→ **Requirement**:
Every record must be transcribed in its entirety, apart from the images, which are to be omitted.

→ **Given entries**:
— start —
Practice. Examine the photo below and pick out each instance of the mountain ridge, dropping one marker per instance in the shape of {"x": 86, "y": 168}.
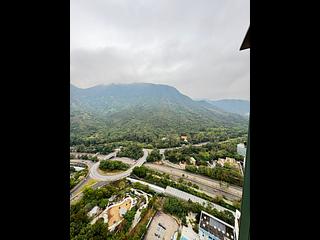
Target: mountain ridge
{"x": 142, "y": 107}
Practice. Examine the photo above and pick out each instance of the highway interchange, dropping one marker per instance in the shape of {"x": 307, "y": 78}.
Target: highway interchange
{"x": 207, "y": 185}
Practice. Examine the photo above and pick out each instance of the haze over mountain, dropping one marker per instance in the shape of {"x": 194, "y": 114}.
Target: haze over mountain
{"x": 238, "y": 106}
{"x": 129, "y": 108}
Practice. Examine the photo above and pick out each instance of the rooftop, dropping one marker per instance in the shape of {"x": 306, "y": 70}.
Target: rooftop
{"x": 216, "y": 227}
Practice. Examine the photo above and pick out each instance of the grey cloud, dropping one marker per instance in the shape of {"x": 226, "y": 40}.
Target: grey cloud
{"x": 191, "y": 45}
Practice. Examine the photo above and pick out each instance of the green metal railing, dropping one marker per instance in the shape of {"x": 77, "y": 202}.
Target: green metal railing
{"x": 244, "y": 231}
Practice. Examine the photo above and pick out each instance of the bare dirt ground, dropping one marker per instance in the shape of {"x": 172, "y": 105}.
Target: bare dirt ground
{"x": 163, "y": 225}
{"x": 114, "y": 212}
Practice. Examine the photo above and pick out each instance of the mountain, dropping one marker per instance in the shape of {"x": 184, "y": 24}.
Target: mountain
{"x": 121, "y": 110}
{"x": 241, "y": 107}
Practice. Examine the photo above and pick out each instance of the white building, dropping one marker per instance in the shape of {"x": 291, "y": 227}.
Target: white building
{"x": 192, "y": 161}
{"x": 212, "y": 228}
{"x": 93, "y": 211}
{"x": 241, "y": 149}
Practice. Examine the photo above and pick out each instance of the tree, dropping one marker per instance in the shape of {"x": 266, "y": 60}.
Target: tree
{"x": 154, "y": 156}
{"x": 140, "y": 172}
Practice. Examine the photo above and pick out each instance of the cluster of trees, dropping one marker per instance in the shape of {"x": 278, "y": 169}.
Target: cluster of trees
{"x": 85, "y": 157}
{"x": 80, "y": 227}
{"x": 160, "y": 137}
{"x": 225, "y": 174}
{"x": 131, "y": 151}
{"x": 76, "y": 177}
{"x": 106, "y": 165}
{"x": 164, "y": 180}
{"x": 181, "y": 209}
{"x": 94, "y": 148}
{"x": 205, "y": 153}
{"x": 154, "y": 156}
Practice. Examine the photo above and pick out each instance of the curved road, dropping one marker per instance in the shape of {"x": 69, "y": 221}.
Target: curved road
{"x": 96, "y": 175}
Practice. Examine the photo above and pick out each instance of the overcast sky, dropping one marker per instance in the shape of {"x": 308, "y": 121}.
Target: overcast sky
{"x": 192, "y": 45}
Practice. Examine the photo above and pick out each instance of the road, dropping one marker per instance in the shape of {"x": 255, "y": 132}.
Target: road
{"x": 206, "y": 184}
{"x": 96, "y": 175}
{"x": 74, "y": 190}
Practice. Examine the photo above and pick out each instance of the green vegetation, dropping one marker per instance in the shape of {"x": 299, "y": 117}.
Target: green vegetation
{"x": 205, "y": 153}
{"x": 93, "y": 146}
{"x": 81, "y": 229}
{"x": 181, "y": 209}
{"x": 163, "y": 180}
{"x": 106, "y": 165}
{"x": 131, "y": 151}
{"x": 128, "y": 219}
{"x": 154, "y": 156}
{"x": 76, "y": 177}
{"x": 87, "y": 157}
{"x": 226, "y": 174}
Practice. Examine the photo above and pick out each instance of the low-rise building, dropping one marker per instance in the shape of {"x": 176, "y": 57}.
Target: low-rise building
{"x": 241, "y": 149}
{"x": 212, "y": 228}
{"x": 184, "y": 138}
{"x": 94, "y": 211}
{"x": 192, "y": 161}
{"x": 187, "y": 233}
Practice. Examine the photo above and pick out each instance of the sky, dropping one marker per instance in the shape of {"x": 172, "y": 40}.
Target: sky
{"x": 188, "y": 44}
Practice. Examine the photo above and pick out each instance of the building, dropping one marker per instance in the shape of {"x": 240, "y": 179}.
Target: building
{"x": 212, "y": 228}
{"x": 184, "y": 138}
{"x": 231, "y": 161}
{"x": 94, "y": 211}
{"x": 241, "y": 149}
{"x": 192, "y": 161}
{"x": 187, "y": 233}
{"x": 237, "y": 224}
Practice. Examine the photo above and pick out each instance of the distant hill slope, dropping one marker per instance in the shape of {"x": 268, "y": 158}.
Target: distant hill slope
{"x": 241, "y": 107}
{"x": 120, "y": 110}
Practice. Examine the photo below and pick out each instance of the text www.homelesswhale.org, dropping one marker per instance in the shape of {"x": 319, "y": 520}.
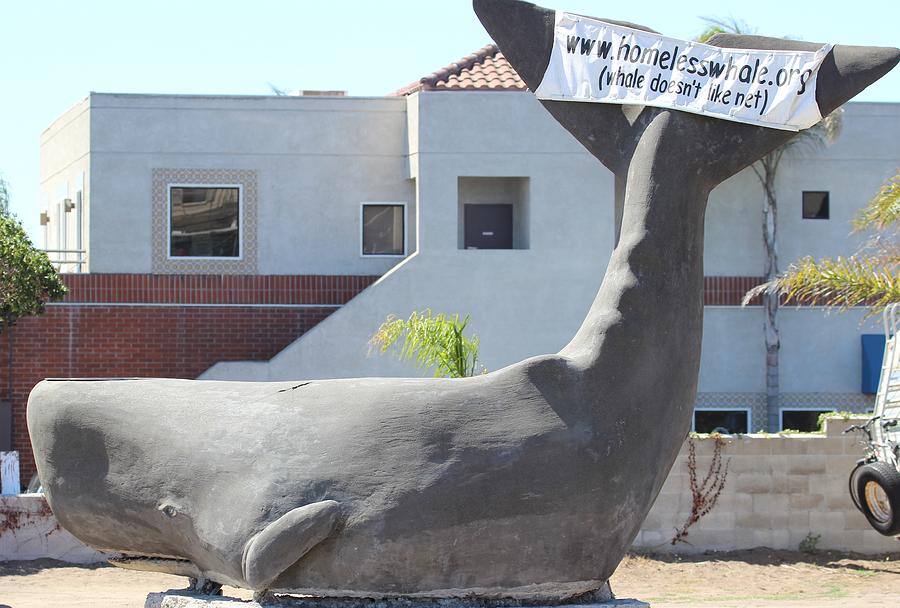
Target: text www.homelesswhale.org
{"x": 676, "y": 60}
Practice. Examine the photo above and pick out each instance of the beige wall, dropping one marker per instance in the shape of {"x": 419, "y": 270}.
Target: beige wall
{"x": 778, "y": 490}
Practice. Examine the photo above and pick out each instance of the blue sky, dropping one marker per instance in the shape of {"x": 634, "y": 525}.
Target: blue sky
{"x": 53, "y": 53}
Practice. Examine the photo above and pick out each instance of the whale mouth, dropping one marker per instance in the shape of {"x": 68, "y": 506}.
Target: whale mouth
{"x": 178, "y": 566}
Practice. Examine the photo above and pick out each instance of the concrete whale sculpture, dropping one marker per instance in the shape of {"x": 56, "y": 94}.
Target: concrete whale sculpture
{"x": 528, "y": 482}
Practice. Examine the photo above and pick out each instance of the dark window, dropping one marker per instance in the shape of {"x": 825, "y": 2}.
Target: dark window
— end —
→ **Solution**:
Practice. Examine the photo below and pick out each instance of the mountain ridge, dropping one marker per instance in the shape of {"x": 86, "y": 168}.
Target: mountain ridge
{"x": 142, "y": 107}
Practice. Examine the photo above and pick out each instance of the highway interchange, dropping one marker per instance in the shape of {"x": 307, "y": 78}.
Target: highway interchange
{"x": 207, "y": 185}
Practice. Examine the photo above and pick out each instance of the haze over mountain, dropping one marker per instance in the shape of {"x": 194, "y": 114}.
Target: haze over mountain
{"x": 238, "y": 106}
{"x": 129, "y": 108}
Practice. Examine the photo above and pick out each instance of the rooftop, dropping one marker per instance in the shape of {"x": 306, "y": 70}.
Target: rooftop
{"x": 216, "y": 227}
Practice. Examine the photo above and pick out each instance of the grey cloud, dropping one marker per instance in the shape of {"x": 226, "y": 40}.
Target: grey cloud
{"x": 191, "y": 45}
Practice. Examine the photo above and pick out each instance of the green metal railing, dropping one marker per instance in the shape of {"x": 77, "y": 202}.
Target: green metal railing
{"x": 244, "y": 231}
Practice. Examine the photo above and pick out each instance of the bare dirt ground, dropping one marker per instance in the shape of {"x": 172, "y": 105}.
Target: bare dirt ground
{"x": 163, "y": 225}
{"x": 114, "y": 212}
Practice. Examine the photo above and pick out each instance of the mountain, dropping one marker per instance in the shape of {"x": 184, "y": 24}.
Target: mountain
{"x": 121, "y": 110}
{"x": 241, "y": 107}
Practice. Examine the photo above and pick out each instance of the white building, dropping one marker per instance in the shape of {"x": 291, "y": 227}.
Target: white building
{"x": 192, "y": 161}
{"x": 212, "y": 228}
{"x": 93, "y": 211}
{"x": 241, "y": 149}
Practice. Examine the photo above and pick out each instance of the tree, dropping one marker per instance in the shape of {"x": 266, "y": 60}.
Target: tree
{"x": 154, "y": 156}
{"x": 140, "y": 172}
Practice. Examine the photo above and pick out each instance of the cluster of trees, dropping one marker per instance in the shape of {"x": 278, "y": 169}.
Target: cluster of trees
{"x": 85, "y": 157}
{"x": 80, "y": 227}
{"x": 160, "y": 137}
{"x": 225, "y": 174}
{"x": 131, "y": 151}
{"x": 76, "y": 177}
{"x": 106, "y": 165}
{"x": 164, "y": 180}
{"x": 181, "y": 209}
{"x": 94, "y": 148}
{"x": 205, "y": 153}
{"x": 154, "y": 156}
Practice. Examine the photo above and pick out each instance of the curved road, dropping one marker per instance in the shape of {"x": 69, "y": 221}.
Target: curved road
{"x": 96, "y": 175}
Practice. Examine the photo above and pick out each instance of the overcast sky, dropping one marker per instance in the shape of {"x": 308, "y": 121}.
Target: overcast sky
{"x": 192, "y": 45}
Practice. Examine the photo above and pick out each instance of the road, dropping one marker per instance in the shape of {"x": 255, "y": 132}.
Target: road
{"x": 206, "y": 184}
{"x": 96, "y": 175}
{"x": 74, "y": 190}
Practice. Examine the photo above and pick out each instance of the green vegetation, dropping one marker per instance in the shape of {"x": 299, "y": 117}.
Target: green vegetation
{"x": 205, "y": 153}
{"x": 93, "y": 146}
{"x": 81, "y": 229}
{"x": 181, "y": 209}
{"x": 163, "y": 180}
{"x": 106, "y": 165}
{"x": 131, "y": 151}
{"x": 128, "y": 219}
{"x": 154, "y": 156}
{"x": 76, "y": 177}
{"x": 87, "y": 157}
{"x": 226, "y": 174}
Practice. Examine the photo above and pick out each instance of the low-rise building, dropping one marker per instance in the shape of {"x": 176, "y": 57}.
Target: low-rise building
{"x": 241, "y": 149}
{"x": 212, "y": 228}
{"x": 184, "y": 138}
{"x": 94, "y": 211}
{"x": 192, "y": 161}
{"x": 187, "y": 233}
Practice. Examine the photo above and pick out each instance of the sky, dropping one marker per instance in the shape of {"x": 172, "y": 40}.
Target: sky
{"x": 188, "y": 44}
Practice. Examine the photo above and pick out each instance of the building, dropping one marker per instance in the shape of {"x": 240, "y": 179}.
Target: building
{"x": 212, "y": 228}
{"x": 184, "y": 138}
{"x": 231, "y": 161}
{"x": 94, "y": 211}
{"x": 241, "y": 149}
{"x": 192, "y": 161}
{"x": 187, "y": 233}
{"x": 237, "y": 224}
Practice. Examine the photo above and pick out each instance of the distant hill slope, dropping one marker per instance in the shape of {"x": 268, "y": 158}.
Target: distant hill slope
{"x": 241, "y": 107}
{"x": 120, "y": 110}
Practice. Examine the photo below and pick out each instance of the text www.homelesswhale.org, dropping one marker per instance in the shape of {"x": 319, "y": 520}.
Target: text www.homelesswhale.org
{"x": 676, "y": 60}
Practice. Examine the photo above and pick out each instance of the beige wall, dropping one marker per instance in the shape of {"x": 419, "y": 270}.
Target: beige wall
{"x": 778, "y": 490}
Practice. Examine the photo above and pick out each instance of the blue sky, dropping one marker per instance in the shape of {"x": 634, "y": 525}.
Target: blue sky
{"x": 53, "y": 53}
Practice. Examine the photo above and pick out each instance of the whale mouth, dropping one marker per instance in the shape of {"x": 68, "y": 506}.
Target: whale mouth
{"x": 178, "y": 566}
Practice. Examine the photo above and pick out each instance of the concrete whale sculpture, dropping one marker per instance in the shape of {"x": 56, "y": 94}.
Target: concrete whale sculpture
{"x": 528, "y": 482}
Practice. Examine the photo above and pick out each instance of the dark window, dropping one marker per instance in the shape of {"x": 825, "y": 2}.
Target: dark window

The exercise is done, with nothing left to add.